** Begin DOCUMENT TEXT **

Before we discuss modelling poses, let's talk about the portrait session itself. It should be shot in as comfortable environment as the photographer can make it for the model to be able to pose well for you, the photographer. Consider the temperature, changing facilities, the use of props including couches and seating, and of course engage with the model so that they are relaxed and have confidence in you.
One of the first tips for shooting portraits and positioning models is that each model is comfortable with different types of poses. What will suit one model will not suit another. The professional photographer should recognise this and should try and emphasize the model's unique characteristics in the finished photos. The model and the photographer should view a compilation of photos or sketches showing different types of poses and agree on an approach for the portrait session before they start. This way, the session will be conducted smoothly and with as few problems as possible.
The focus point of any portrait, whether it is a head and shoulder shot, half or full length body shot, is usually the model's eyes. They can be looking directly at the camera lens to create a real sense of connection with the viewer, or they can be looking off camera to create a sense of intrigue at what the model could be looking at, or it could make the shot more candid in its nature. Alternatively, have the model looking at an introduced prop within the frame so that it becomes a second focal point, with the added ability to tell a story.

** End DOCUMENT TEXT **
** Begin DATASET CONTENT **

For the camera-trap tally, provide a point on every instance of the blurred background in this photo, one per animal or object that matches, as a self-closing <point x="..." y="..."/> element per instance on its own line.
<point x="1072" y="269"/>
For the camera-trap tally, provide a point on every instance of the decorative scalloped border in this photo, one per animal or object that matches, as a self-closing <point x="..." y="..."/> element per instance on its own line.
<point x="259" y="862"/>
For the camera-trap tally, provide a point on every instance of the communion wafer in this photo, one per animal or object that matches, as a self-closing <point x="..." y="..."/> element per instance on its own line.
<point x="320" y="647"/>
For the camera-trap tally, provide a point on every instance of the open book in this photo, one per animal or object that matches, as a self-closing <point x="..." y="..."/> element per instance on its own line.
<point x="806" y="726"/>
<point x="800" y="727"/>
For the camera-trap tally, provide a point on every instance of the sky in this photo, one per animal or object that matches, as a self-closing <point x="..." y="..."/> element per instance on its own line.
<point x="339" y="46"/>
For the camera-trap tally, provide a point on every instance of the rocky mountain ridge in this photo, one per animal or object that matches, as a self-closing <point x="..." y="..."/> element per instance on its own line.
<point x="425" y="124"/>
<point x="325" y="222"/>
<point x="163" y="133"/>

** End DATASET CONTENT **
** Begin DATASET CONTENT **

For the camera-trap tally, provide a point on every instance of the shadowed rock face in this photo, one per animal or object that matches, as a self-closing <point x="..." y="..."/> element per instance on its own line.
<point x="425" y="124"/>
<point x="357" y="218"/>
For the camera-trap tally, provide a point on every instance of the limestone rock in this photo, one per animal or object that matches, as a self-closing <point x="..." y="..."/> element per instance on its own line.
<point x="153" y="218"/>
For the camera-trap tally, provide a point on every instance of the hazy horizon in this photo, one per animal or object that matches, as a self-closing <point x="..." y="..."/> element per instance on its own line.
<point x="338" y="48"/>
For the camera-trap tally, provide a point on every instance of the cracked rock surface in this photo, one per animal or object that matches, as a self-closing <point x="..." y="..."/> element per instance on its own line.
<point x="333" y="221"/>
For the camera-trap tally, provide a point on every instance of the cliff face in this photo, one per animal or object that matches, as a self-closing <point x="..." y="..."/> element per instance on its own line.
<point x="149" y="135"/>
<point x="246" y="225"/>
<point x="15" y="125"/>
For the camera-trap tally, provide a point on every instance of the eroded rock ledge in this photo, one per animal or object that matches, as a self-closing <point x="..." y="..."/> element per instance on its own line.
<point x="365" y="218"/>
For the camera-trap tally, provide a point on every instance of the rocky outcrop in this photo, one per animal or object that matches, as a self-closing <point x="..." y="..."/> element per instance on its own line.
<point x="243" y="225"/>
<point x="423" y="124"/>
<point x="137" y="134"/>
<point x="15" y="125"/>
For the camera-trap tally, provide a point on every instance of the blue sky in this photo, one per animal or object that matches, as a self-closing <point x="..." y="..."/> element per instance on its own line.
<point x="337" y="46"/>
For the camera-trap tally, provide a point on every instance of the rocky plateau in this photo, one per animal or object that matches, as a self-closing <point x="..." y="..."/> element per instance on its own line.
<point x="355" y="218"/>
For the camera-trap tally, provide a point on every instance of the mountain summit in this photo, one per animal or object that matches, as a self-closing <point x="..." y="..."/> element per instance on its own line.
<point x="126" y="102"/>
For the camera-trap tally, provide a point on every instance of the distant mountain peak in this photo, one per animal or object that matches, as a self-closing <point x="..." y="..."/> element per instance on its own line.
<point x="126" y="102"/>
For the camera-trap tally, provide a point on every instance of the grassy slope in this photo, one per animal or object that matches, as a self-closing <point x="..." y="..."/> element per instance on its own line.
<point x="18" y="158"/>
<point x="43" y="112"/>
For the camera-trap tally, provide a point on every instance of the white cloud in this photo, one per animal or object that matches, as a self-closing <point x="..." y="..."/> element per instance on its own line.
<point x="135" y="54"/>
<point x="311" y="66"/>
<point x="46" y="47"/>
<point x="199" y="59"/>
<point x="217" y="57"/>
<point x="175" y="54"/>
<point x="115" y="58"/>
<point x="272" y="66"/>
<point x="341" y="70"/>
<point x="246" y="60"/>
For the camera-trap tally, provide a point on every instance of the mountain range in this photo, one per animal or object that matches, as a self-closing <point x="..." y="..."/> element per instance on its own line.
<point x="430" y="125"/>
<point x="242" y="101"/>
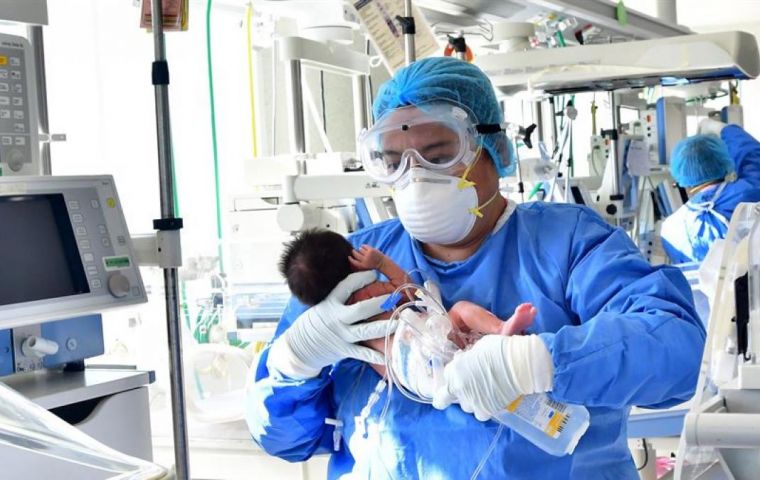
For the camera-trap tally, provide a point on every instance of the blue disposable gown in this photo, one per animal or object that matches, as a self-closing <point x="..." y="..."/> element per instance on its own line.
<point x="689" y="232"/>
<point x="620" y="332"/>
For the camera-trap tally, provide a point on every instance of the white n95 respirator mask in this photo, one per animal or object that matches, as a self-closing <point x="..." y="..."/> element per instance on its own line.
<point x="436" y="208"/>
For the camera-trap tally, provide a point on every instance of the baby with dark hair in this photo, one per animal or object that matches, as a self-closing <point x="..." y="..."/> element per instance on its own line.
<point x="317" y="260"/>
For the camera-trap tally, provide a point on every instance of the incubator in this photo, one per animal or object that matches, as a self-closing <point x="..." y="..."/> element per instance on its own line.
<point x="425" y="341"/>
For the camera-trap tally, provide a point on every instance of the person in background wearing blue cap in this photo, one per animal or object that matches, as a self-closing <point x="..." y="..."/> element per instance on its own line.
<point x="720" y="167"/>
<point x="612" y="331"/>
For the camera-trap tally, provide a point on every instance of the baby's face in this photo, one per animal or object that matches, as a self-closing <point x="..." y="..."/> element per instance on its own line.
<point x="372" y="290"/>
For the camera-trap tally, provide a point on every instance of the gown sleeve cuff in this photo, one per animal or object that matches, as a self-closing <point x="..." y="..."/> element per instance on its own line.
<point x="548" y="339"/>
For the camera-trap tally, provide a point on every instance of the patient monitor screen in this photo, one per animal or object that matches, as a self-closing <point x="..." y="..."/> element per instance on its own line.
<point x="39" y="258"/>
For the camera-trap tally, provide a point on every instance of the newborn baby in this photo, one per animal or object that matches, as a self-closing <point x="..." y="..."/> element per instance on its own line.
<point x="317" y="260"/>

** End DATASET CONTENT **

SHORT EXERCISE A
From the text on portrait sessions, translate this sentence into Spanish: "What will suit one model will not suit another."
SHORT EXERCISE B
Gather every line of the rows that contains the string "gown". Case counts.

FULL RESPONSE A
Lo que le queda bien a un modelo no le quedará bien a otro.

FULL RESPONSE B
For the camera-trap tally, provide a point on every instance of the blue disposable gown in this photo, one per animal or object that matches, as a self-closing <point x="..." y="..."/> element per instance on its own line.
For the camera-trap tally, provide a point on every instance of the gown sleeve cuff in this photo, one per animal or object that matches, as a self-closing <point x="..." y="..."/> element per instance on its own line.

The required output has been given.